▸ **Passage**:
KEYreit Board Unanimously Confirms Recommendation To Reject Huntingdon's Inadequate Take-over Bid
-Active and Robust Strategic Alternatives Process Is Underway-
TORONTO, March 8, 2013 /CNW/ - KEYreit (TSX: KRE.UN) today announced that its board of trustees (the "Board") unanimously confirmed its recommendation that unitholders REJECT a revised offer dated March 7, 2013 (the "Revised Offer") from Huntingdon Capital Corp. ("Huntingdon") at an unchanged and inadequate price of $7.00 per unit.
"After a thorough consideration of the Revised Offer by the special committee of the Board and receipt of its recommendation to the Board, the Board remains unanimous," said Donald Biback, Chairman of the Board. "The $7.00 per unit being offered is wholly inadequate from a financial point of view and its terms and timing remain highly opportunistic. The Board is confident that given sufficient time to complete the value maximizing process that is underway, unitholders will benefit from a superior proposal."
KEYreit also wishes to provide unitholders with an update regarding its value maximizing process. As detailed below, KEYreit is engaged in an active and robust value maximizing process and is confident that given the time needed to complete the process, unitholders will be presented with a proposal that will maximize unitholder value relative to the Revised Offer.
Reasons to reject Huntingdon's offer
The special committee of the Board ("Special Committee") has undertaken a full review of Huntingdon's formal Revised Offer as set out in the Notice of Variation and Extension dated March 7, 2013. Following the full review, the Special Committee recommended to the Board that unitholders reject the Revised Offer. The Board unanimously agreed.
The following is a summary of the reasons for the rejection recommendation of the Special Committee and the Board.
- the Revised Offer remains financially inadequate:
- the Special Committee and its advisors are undertaking an active and robust process to identify strategic alternatives with the objective of maximizing value for unitholders;
- the Revised Offer significantly undervalues KEYreit and fails to adequately compensate unitholders for KEYreit's assets and growth opportunities;
- KEYreit has successfully stabilized its property portfolio. Strong Q4 2012 results and strong financial outlook provide evidence of the successful turnaround; and
- independent research analysts agree that KEYreit is a turnaround story and see value well in excess of $7.00 per unit. Dundee Capital Markets, in a report dated February 4, 2013, said it believes "the takeout value of KEYreit units is somewhere between $7.50 and $8.00" and that KEYreit is "worth about $8.00" based on IFRS fair value;
- the Revised Offer remains highly conditional and discretionary;
- the Revised Offer is not a "permitted bid" under the KEYreit's unitholder rights plan; and
- all of KEYreit's trustees and officers have indicated an intention to REJECT the Revised Offer and NOT TENDER their units.
The recommendation of the Board to reject the Revised Offer confirms the preliminary view of the Board as disclosed on March 1, 2013, that the terms of the offer intended to be proposed by Huntingdon were financially inadequate. The Board's preliminary view preceded the issuance of Huntingdon's Notice of Variation and Extension and was based on Huntingdon's announced proposal, which provided for no increase in the $7.00 per unit takeover price.

▸ **Raw data**:
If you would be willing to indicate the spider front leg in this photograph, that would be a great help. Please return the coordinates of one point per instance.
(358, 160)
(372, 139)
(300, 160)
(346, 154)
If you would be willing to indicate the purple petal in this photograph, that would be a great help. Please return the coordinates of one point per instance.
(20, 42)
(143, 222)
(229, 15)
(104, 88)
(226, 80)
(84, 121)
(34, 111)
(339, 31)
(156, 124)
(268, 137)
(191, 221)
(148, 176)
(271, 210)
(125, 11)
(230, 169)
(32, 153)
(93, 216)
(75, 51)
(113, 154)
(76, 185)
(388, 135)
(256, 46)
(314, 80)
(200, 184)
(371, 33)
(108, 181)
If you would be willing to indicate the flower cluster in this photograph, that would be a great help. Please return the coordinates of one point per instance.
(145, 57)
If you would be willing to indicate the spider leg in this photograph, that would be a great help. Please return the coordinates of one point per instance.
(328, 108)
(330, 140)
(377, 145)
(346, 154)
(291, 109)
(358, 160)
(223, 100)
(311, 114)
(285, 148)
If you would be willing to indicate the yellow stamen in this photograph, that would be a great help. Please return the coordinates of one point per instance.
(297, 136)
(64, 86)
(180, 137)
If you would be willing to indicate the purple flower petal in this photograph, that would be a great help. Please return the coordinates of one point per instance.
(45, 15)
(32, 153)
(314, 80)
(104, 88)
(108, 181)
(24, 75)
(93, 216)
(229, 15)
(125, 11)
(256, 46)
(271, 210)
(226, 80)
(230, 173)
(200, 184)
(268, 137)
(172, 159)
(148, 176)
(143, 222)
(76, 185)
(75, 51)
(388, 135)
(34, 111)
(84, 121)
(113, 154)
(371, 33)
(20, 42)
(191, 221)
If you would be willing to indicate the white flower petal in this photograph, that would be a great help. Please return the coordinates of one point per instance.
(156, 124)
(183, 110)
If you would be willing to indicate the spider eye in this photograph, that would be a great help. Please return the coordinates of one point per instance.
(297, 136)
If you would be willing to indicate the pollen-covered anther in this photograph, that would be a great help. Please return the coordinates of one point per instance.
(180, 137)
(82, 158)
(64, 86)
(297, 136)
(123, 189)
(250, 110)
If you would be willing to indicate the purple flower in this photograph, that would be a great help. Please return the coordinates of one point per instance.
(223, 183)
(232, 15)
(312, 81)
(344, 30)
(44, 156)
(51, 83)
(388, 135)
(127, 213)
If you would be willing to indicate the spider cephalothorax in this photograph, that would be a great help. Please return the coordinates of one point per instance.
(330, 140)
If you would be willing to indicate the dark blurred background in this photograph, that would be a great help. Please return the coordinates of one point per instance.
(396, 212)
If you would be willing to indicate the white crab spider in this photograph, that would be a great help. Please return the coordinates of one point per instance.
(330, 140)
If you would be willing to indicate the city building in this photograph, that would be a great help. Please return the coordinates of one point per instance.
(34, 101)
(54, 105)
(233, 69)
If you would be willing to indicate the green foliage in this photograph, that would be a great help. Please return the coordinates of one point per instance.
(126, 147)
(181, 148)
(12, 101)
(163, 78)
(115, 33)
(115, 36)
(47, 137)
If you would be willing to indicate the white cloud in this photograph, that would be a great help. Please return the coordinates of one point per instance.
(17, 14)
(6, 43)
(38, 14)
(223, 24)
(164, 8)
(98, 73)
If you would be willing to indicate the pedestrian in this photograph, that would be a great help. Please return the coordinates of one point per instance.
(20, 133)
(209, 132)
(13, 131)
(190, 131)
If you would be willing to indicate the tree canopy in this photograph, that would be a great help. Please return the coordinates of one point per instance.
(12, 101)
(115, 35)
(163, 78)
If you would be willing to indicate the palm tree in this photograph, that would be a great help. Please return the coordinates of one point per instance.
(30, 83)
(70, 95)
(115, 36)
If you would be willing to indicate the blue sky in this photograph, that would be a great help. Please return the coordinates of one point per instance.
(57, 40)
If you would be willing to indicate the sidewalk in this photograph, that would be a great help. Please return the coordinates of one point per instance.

▸ **Set task**: Quote the KEYreit announcement word for word, from "KEYreit also wishes" up to and including "and the Board.". None of the lines have any role in this exercise.

▸ **Full output**:
KEYreit also wishes to provide unitholders with an update regarding its value maximizing process. As detailed below, KEYreit is engaged in an active and robust value maximizing process and is confident that given the time needed to complete the process, unitholders will be presented with a proposal that will maximize unitholder value relative to the Revised Offer.
Reasons to reject Huntingdon's offer
The special committee of the Board ("Special Committee") has undertaken a full review of Huntingdon's formal Revised Offer as set out in the Notice of Variation and Extension dated March 7, 2013. Following the full review, the Special Committee recommended to the Board that unitholders reject the Revised Offer. The Board unanimously agreed.
The following is a summary of the reasons for the rejection recommendation of the Special Committee and the Board.